PROBLEM DETAILS:
Each line of the records below that contains "photo" needs to be copied.

DATA UNDER STUDY:

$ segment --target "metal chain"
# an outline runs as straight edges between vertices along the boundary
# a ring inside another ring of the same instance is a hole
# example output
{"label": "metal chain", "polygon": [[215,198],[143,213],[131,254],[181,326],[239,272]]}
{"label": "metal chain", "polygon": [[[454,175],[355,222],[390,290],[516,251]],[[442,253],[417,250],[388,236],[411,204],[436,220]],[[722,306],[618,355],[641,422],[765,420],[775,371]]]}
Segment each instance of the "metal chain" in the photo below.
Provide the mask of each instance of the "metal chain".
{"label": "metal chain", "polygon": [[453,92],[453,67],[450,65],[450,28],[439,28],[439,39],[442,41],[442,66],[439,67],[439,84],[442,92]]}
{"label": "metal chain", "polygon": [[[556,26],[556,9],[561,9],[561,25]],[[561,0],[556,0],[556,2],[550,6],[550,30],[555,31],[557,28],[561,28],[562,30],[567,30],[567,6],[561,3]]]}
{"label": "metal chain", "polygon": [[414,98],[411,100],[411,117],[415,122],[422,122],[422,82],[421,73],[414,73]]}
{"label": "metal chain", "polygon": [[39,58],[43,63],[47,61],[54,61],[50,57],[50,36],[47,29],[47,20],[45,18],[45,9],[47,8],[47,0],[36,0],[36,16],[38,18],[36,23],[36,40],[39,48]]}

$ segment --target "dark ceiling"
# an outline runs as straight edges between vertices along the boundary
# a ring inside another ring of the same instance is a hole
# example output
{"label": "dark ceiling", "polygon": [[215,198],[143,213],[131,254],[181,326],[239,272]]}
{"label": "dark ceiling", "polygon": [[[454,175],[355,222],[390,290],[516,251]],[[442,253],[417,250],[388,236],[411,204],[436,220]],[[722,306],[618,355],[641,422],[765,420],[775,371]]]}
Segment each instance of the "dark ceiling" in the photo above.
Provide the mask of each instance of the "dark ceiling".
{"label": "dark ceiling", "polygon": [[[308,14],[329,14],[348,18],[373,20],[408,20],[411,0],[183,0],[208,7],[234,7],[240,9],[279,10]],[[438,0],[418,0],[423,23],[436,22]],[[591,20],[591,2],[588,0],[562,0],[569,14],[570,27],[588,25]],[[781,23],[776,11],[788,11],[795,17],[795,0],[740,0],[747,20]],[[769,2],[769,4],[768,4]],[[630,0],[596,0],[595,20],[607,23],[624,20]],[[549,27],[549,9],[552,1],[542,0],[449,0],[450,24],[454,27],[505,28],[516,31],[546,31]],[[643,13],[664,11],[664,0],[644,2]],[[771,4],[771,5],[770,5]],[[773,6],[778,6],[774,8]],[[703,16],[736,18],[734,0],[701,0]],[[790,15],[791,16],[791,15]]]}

RESULT OF THIS EXERCISE:
Segment each instance of the "metal chain" in the photo below.
Segment each instance of the "dark ceiling" in the photo above.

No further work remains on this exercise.